● Problem statement
Copy every line of the rows below that contains the string "wind". Case counts, so report only lines where it appears in that exact case.

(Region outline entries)
= = =

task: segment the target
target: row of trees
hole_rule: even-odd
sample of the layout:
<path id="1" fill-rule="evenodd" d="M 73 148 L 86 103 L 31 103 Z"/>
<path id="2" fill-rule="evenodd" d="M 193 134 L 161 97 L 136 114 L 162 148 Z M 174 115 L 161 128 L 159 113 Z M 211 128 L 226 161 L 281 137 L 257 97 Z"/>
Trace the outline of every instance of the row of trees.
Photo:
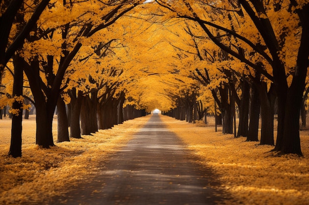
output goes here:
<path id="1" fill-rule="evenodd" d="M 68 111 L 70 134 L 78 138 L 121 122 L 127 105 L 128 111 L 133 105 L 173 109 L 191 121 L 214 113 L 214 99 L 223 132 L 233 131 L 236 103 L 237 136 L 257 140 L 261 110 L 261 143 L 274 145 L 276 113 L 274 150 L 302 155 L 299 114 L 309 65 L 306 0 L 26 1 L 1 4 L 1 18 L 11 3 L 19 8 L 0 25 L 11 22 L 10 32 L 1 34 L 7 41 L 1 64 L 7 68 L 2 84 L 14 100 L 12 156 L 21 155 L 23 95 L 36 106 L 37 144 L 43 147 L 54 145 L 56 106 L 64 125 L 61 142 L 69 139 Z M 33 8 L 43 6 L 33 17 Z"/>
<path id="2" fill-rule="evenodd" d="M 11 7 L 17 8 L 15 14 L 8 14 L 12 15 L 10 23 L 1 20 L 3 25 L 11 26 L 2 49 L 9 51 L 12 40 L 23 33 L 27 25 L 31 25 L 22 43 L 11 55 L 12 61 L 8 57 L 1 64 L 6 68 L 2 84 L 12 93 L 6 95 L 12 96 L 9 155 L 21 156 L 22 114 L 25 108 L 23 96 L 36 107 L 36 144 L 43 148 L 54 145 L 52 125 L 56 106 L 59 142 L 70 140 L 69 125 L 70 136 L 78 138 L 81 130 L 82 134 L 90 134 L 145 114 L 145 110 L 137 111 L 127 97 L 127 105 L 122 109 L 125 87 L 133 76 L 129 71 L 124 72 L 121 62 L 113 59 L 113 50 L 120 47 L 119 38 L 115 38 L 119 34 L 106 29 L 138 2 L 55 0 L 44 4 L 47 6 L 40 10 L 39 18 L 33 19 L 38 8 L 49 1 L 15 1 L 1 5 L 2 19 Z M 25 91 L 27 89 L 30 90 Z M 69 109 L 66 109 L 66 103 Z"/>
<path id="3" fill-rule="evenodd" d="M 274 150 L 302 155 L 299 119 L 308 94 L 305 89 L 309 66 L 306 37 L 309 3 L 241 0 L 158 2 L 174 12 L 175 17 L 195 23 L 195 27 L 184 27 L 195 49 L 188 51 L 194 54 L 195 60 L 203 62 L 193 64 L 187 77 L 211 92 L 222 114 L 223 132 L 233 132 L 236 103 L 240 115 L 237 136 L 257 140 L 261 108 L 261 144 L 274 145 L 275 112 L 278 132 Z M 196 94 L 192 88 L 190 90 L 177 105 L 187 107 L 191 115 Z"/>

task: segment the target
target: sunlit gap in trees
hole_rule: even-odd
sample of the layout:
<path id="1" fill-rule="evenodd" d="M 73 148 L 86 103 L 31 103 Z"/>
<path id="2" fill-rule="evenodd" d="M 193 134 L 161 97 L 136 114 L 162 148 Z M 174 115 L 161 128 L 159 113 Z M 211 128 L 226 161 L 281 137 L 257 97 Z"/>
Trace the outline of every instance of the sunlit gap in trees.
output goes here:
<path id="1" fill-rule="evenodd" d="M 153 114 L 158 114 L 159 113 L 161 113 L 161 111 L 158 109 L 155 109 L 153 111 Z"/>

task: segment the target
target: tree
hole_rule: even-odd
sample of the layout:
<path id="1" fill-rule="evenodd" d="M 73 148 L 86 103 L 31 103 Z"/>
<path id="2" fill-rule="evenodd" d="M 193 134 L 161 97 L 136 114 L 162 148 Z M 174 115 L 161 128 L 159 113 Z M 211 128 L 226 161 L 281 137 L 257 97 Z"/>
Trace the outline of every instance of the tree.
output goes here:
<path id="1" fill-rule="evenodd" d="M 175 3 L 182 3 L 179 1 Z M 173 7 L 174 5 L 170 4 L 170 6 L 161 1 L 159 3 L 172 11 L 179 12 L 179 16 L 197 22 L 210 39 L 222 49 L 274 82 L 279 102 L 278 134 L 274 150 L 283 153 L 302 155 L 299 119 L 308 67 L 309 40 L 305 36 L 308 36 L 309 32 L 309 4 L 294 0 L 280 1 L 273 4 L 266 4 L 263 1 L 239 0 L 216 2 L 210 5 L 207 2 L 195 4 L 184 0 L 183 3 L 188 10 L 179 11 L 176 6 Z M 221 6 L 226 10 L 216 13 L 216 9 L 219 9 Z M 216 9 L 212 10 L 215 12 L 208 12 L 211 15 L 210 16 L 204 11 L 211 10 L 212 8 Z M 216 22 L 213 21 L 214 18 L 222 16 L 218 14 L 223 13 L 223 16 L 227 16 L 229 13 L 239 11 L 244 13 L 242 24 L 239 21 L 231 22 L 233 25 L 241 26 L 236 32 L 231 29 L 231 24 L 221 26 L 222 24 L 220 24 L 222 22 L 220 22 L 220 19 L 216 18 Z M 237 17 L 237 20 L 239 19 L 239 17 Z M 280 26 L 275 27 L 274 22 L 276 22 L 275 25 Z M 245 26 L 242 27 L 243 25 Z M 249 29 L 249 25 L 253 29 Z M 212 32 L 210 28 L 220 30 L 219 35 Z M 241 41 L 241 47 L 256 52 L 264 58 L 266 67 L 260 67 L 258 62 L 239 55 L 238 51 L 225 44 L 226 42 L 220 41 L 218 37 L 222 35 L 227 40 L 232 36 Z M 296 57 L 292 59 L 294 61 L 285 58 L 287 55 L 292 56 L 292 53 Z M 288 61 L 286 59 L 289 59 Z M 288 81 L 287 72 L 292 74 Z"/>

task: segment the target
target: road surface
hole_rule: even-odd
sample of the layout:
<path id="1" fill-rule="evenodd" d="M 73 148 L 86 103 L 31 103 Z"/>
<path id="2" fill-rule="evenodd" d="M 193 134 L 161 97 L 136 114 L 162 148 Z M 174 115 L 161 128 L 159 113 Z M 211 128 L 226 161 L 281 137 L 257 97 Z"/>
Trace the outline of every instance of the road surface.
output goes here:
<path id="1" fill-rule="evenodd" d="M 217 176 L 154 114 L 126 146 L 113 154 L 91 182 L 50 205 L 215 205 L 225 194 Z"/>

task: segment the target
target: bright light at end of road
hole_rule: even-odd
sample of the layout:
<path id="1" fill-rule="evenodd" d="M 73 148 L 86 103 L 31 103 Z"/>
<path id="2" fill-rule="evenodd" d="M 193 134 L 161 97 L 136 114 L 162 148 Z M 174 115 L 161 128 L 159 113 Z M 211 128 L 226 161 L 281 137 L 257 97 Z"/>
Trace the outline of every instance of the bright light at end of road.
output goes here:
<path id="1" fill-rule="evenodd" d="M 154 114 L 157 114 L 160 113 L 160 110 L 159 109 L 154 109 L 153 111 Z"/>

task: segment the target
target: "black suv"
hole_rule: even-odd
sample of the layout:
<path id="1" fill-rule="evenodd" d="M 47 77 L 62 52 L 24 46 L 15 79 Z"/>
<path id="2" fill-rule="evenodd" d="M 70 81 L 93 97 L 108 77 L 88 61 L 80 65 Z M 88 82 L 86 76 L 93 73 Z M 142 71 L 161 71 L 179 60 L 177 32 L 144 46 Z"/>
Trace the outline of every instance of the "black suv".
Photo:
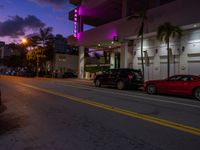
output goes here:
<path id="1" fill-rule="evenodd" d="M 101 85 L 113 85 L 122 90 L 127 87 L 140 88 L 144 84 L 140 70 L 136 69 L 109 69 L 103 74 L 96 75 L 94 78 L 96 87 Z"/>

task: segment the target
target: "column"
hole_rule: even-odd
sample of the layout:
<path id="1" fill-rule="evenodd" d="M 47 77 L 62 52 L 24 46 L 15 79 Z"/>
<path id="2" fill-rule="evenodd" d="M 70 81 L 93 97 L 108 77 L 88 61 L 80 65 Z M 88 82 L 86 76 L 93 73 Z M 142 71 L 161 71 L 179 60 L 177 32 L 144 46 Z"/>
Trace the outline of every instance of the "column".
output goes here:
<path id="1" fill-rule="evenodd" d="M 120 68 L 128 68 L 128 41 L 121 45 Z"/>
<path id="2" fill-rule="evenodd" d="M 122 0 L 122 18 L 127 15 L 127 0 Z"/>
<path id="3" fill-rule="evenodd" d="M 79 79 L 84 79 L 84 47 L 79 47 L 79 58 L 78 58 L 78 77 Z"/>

= = =

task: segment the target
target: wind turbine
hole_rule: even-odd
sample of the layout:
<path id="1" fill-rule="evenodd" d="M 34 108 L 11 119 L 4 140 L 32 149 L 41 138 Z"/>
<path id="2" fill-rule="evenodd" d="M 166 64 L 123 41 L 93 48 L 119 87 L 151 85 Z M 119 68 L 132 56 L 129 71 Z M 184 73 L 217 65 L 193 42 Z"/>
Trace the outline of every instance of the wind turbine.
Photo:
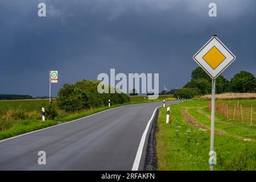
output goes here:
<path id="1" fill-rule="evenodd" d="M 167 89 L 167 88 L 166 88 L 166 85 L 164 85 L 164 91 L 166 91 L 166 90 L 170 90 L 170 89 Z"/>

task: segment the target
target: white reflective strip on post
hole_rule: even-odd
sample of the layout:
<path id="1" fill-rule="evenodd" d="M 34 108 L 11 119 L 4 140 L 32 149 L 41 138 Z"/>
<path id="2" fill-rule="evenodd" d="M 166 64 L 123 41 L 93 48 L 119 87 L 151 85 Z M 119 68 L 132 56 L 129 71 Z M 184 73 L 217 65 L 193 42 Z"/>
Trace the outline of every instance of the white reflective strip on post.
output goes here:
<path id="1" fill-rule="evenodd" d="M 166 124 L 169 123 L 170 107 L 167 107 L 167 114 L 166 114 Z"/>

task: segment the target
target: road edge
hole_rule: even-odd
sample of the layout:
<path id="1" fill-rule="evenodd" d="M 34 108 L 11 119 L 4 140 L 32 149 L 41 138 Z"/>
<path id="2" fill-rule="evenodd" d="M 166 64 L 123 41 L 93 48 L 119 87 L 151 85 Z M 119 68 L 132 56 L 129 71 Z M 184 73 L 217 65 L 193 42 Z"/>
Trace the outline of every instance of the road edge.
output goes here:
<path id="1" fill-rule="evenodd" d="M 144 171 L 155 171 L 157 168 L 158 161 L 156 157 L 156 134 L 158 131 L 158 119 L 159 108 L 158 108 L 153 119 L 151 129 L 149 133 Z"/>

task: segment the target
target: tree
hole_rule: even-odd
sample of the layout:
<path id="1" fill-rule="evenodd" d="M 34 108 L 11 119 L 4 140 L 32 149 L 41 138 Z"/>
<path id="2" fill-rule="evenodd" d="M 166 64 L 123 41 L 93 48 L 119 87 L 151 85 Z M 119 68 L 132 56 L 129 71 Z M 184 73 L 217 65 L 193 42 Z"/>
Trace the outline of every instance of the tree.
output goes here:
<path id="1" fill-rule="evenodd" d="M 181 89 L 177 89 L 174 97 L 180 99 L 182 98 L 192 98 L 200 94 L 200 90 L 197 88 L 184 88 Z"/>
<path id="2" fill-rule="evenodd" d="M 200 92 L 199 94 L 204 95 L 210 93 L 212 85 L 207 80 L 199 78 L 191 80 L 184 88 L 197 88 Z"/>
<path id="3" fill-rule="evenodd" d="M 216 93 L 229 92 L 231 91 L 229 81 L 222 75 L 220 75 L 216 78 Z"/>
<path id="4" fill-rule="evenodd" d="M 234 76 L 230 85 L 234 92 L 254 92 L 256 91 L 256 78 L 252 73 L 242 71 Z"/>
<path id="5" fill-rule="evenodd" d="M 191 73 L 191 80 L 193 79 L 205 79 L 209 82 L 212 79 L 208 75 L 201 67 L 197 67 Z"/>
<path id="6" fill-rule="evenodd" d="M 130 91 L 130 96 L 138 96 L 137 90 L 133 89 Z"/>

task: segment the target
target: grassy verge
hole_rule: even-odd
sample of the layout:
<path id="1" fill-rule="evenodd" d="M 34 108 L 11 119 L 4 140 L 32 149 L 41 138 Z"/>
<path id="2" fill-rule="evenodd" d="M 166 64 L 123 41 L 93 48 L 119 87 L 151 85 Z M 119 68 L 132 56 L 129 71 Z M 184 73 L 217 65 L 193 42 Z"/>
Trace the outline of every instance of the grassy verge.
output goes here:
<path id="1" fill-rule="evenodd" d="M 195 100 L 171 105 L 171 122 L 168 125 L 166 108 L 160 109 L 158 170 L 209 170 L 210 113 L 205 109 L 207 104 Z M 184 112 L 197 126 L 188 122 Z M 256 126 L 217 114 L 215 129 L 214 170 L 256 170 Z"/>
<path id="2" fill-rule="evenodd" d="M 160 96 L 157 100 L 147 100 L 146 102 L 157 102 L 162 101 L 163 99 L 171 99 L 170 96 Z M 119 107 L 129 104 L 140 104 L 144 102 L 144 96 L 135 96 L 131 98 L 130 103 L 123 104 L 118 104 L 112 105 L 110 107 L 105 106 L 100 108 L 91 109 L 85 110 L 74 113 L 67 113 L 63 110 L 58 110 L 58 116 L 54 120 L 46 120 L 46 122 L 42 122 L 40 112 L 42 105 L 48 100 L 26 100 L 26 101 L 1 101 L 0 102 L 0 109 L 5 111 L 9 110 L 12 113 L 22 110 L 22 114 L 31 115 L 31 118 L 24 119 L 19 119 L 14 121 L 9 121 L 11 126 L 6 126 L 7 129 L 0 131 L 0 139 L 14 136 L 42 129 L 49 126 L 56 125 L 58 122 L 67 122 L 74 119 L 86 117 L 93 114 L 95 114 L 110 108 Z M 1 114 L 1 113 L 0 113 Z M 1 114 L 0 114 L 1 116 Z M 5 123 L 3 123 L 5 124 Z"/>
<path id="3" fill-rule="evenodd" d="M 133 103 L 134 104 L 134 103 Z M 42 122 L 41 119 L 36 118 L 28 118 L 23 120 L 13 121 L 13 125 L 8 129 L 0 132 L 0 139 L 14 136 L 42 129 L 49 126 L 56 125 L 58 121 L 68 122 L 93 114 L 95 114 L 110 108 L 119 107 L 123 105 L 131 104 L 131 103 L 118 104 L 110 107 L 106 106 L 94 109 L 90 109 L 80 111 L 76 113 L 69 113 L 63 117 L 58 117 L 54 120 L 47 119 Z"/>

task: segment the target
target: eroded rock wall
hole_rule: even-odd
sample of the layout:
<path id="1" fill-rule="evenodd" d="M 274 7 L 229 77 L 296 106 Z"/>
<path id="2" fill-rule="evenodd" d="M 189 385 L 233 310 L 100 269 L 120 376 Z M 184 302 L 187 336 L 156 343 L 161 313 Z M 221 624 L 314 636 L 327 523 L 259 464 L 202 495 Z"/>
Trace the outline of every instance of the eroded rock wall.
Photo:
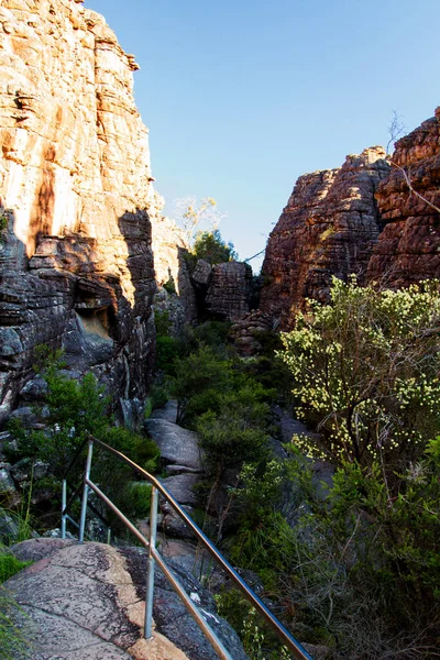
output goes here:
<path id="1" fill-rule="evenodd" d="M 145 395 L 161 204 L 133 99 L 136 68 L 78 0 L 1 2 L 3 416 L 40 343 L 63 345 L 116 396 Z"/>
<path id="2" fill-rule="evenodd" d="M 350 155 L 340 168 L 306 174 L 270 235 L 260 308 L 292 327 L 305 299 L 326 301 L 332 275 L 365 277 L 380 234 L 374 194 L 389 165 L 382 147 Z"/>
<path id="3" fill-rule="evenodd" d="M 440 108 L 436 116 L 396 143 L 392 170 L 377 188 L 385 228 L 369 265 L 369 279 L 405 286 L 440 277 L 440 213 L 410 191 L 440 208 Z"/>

= = =

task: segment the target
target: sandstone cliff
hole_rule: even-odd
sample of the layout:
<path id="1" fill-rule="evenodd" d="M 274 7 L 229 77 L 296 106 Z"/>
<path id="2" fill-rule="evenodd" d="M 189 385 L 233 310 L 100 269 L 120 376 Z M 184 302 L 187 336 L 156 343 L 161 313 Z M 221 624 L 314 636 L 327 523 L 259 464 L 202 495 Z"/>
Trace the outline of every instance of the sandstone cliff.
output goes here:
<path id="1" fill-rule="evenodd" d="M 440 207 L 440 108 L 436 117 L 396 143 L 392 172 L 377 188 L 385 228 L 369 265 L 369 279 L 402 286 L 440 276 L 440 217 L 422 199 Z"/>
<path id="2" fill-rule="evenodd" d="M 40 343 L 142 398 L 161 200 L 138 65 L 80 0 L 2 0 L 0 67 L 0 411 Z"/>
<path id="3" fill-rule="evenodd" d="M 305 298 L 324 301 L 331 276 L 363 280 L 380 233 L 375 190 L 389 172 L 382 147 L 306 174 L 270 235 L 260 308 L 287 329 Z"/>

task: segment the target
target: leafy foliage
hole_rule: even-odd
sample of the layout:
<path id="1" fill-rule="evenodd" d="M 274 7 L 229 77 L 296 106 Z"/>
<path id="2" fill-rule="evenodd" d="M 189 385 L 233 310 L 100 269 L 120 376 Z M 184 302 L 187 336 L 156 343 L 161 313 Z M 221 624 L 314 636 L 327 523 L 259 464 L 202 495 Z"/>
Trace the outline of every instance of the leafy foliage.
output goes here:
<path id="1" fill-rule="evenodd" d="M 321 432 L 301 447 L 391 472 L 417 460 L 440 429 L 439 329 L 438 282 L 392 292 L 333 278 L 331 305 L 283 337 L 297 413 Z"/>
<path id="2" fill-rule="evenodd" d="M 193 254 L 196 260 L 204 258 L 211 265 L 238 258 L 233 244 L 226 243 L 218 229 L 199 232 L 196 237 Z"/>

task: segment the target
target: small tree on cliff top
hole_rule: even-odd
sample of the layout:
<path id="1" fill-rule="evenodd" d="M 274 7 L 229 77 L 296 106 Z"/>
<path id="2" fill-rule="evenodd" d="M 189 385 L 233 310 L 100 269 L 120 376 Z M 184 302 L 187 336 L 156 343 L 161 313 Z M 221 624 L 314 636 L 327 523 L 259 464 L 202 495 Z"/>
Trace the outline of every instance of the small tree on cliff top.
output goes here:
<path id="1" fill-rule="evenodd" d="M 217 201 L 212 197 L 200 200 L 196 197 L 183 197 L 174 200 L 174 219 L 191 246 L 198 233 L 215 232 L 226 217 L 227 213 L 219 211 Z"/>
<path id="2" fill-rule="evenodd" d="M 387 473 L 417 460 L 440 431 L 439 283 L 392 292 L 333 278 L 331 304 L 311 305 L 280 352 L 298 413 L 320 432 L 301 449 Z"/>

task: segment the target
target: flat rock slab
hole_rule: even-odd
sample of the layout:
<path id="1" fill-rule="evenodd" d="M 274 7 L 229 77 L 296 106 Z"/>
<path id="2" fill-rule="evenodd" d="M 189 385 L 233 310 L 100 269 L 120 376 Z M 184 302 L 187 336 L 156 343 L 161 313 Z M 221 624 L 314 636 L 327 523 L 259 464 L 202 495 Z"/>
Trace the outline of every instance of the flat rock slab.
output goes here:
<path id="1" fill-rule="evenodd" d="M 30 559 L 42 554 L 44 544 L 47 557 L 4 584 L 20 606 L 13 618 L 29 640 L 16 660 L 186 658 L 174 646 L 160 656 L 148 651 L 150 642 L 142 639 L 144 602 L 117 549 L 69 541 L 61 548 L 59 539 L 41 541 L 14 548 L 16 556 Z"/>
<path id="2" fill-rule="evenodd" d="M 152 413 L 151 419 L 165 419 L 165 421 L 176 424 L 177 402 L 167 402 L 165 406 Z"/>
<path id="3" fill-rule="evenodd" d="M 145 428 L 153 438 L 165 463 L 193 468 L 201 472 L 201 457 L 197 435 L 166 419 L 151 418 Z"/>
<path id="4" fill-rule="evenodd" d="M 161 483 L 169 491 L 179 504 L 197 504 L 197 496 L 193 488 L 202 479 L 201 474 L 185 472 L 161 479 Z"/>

= = =

● The result
target: wind turbine
Trace the outline of every instance of the wind turbine.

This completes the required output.